begin SUPPLIED MATERIAL

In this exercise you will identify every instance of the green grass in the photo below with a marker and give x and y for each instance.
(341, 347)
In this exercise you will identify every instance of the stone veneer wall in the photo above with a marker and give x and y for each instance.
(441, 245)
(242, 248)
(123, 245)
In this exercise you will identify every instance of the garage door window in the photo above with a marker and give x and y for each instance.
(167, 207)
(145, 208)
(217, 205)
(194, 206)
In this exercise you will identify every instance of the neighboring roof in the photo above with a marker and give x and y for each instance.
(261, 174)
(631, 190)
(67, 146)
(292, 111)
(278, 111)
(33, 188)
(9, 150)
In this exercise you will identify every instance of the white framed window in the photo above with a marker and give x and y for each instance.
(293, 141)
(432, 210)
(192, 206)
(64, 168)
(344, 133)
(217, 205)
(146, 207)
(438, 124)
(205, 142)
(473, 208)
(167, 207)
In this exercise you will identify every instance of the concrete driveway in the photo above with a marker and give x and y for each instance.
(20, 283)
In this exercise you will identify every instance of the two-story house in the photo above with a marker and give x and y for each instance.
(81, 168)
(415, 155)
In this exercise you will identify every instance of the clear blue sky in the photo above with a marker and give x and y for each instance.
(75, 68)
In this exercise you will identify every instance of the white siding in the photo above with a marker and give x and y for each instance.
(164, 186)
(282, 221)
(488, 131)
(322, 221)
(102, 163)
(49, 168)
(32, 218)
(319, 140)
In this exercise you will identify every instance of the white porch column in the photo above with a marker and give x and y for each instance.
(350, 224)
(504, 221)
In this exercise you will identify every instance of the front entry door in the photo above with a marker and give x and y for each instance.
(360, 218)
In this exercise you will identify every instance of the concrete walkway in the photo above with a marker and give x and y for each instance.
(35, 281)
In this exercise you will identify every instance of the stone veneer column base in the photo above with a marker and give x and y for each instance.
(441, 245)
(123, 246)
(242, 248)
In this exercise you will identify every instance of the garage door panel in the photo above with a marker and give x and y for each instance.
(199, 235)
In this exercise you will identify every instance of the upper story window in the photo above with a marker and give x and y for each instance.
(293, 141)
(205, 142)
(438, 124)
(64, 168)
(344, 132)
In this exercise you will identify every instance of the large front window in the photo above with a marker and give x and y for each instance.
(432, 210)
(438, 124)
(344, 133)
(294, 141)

end SUPPLIED MATERIAL

## WHAT YOU NEED TO DO
Can you give the whole listing above as a JSON list of strings, one string per line, with blank lines left out?

## SOLUTION FOR THIS PROBLEM
[
  "In this exercise you will identify every instance of the green grass in the photo below with a marker and give x and y for each instance.",
  "(341, 347)",
  "In this exercise you will identify every instance of the stone veneer wall in the photo above with a marker and give x and y for each instance.",
  "(441, 245)",
  "(242, 248)",
  "(123, 245)",
  "In this exercise you will identify every instance of the garage door window in the photo above with a marker and give x and y for each instance.",
  "(167, 207)",
  "(145, 208)",
  "(217, 205)",
  "(194, 206)",
  "In this exercise you will identify every instance of the neighboring roof in the photo above with a marker and give x and y for each instance.",
  "(261, 174)",
  "(631, 190)",
  "(67, 146)",
  "(292, 111)",
  "(278, 111)",
  "(33, 188)",
  "(9, 150)",
  "In this exercise you will identify every instance of the white framed window in the photo above with a marker and give x and y for each instance.",
  "(293, 141)",
  "(432, 210)",
  "(192, 206)",
  "(64, 168)",
  "(344, 133)",
  "(217, 205)",
  "(146, 207)",
  "(438, 124)",
  "(205, 142)",
  "(473, 208)",
  "(167, 207)",
  "In this exercise you will identify every instance of the concrete driveway in the photo above with a marker and give x and y for each instance.",
  "(20, 283)",
  "In this exercise you will identify every instance of the two-story house in the photo above with a marker and give x and y for each instance.",
  "(81, 168)",
  "(415, 155)",
  "In this exercise you will identify every instance of the clear blue sky in the photo above with a marker and give x and y for each instance.",
  "(75, 68)",
  "In this exercise you will identify every instance of the white siding in the photo above with a marker and give x and y for each instance.",
  "(164, 186)",
  "(282, 221)",
  "(488, 131)",
  "(322, 221)",
  "(102, 163)",
  "(49, 168)",
  "(32, 218)",
  "(319, 140)",
  "In this exercise you will identify every instance of the white porch column in the photo above with a marker and give x and y for each instance.",
  "(350, 224)",
  "(504, 221)",
  "In this exercise you will identify every instance of the front entry door in the photo above with a marker and give x and y for each instance.",
  "(360, 218)",
  "In this exercise you will identify every instance of the concrete walkway in the photo above with a marker and give x and y for each instance.",
  "(35, 281)",
  "In this exercise you will identify every instance of the stone veneer column base in the photo above with a marker and give x and y for each instance.",
  "(441, 245)",
  "(123, 246)",
  "(242, 248)",
  "In this exercise you will identify every instance of the garage door panel in the photo above with a marker and give x and y for each instance.",
  "(199, 235)",
  "In this exercise you will identify every instance of the upper story window in the photo above with a marker and give x and y for each instance.",
  "(293, 141)",
  "(205, 142)",
  "(438, 124)",
  "(64, 168)",
  "(344, 132)",
  "In this exercise you will identify every instance of the large front window in the photo above with a marker and give x and y for each instance.",
  "(432, 210)",
  "(438, 124)",
  "(344, 133)",
  "(294, 141)"
]